> [Quoted text]:

Although market fundamentals can explain changes in long run exchange rates, it is the market expectations that explain changes in short run exchange rates. It is factors such as speculative opinion about future exchange rates, rumours of political instability or uncertainty, loss of confidence in profitability of economic enterprises, real interest rate differentials, and market psychology that dictate currency movements in the short run.
Over the past twelve months, our shilling has undergone a speculative attack because of the sudden change in exchange rate expectations. Since the February general elections last year, market expectations, fed by political and economic unrest and uncertainty, have worsened speculation leading to more volatility in our financial markets.
This forced Bank of Uganda (BOU) to deplete reserves making the country more vulnerable to speculation and exchange rate overshooting. The market expectations were further worsened by Governor, Emmanuel Tumusiime-Mutebile's media utterances when he told the Financial Times of the UK that government had raided the Treasury, took off with about two months of the country's reserves to purchase fighter jets. Although Mutebile later denied having let out government secrets to the media, only novices could accept his denials.
The shilling is sinking
In his characteristic style, Mutebile told the Financial Times whatever he told them as a way of letting the blame for the deteriorating economy off his sleeves, to the attention of his "friends" at the IMF and the World Bank. Little did he know that speculators were out to take advantage of such reckless utterances and drive our shilling to a record low!
The shilling sank so low, to the gladness of the political animals that this country has bred in crowds and soon the rumour mill was running in gear number five thus, "Mutebile has resigned as BOU Governor." The social network prophets of doom took the opportunity of the resignation of the Afghanistan's Central Bank Governor at the time to get their message home. The pit in which the shilling was falling could only become deeper.
In these very pages, I wrote asking, "Who of the two -- Government and Bank of Uganda -- should we blame for our worsening economic situation?" The BOU's continued claim that it had done enough to keep inflation under check, implied that it was government's fiscal policy that was letting the economy down.
Nevertheless inflation and exchange rate depreciation recently peaked and started to lessen. Then the Basajjabalaba saga came up and once again, our central bank Governor was in the press for the wrong reasons.
No longer the super Governor
Parliament has been consistent in demanding for his resignation for his role in the Basajjabalaba saga. Mutebile, typical of him, faced the cameras and roared, "Only God can take me out of this chair." He went ahead to asked the market players to ignore "the ramblings in Parliament" because "I am here to stay." Indeed after a heated debate in Parliament, the votes were cast and Mutebile was saved by a visibly divided legislature.
Well, cabinet may have succeeded in defending the Governor but will the market ever trust him again? We all know that the position of Governor is critical as far as the health of the macroeconomy of any country is concerned.

> [Information shown]:

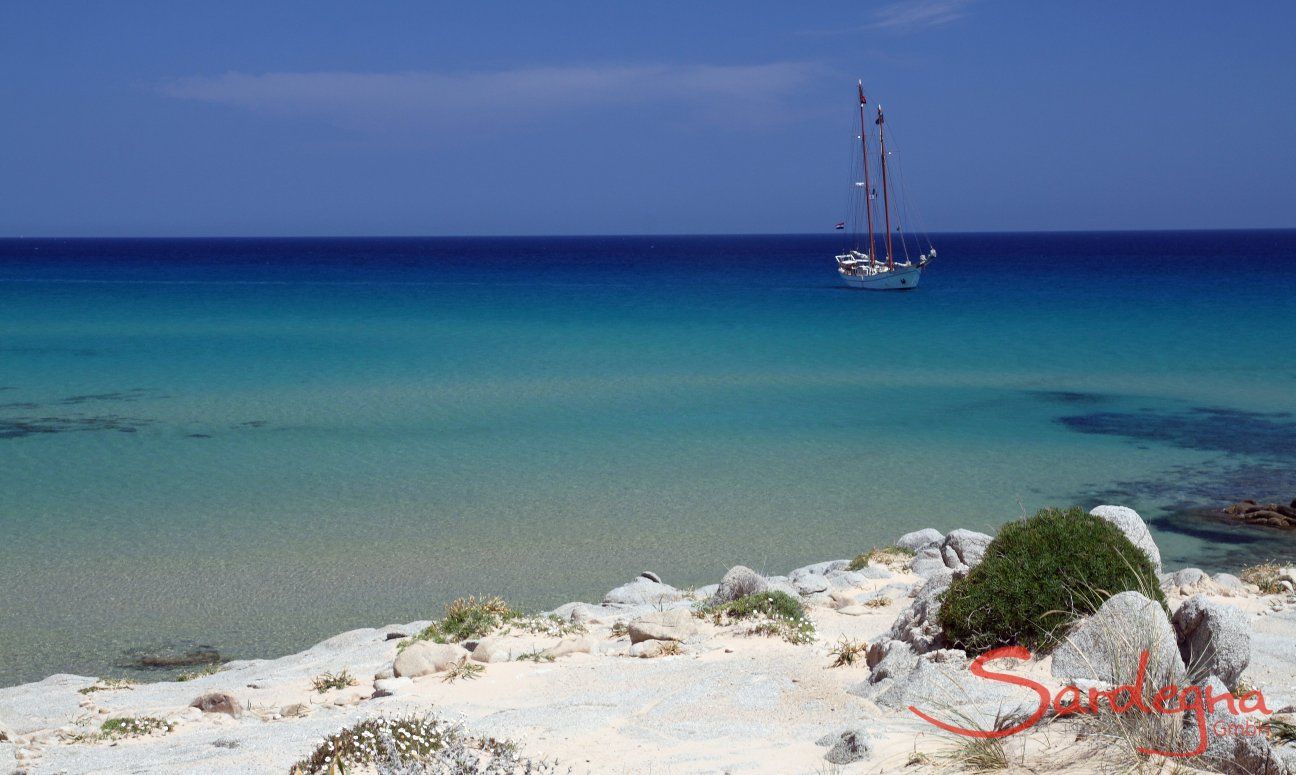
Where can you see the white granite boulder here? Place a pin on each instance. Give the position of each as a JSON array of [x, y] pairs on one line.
[[424, 657], [642, 591], [1213, 638], [920, 539], [1108, 644], [963, 550], [918, 625], [739, 581]]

> [To do]:
[1] In the piece on the Ugandan shilling, what did the Governor tell the Financial Times the government had bought with about two months of the country's reserves?
[2] Reproduce the part of the piece on the Ugandan shilling between "The shilling is" and "a record low!", inclusive, without changing a word.

> [Answer list]:
[1] Fighter jets.

[2]
The shilling is sinking
In his characteristic style, Mutebile told the Financial Times whatever he told them as a way of letting the blame for the deteriorating economy off his sleeves, to the attention of his "friends" at the IMF and the World Bank. Little did he know that speculators were out to take advantage of such reckless utterances and drive our shilling to a record low!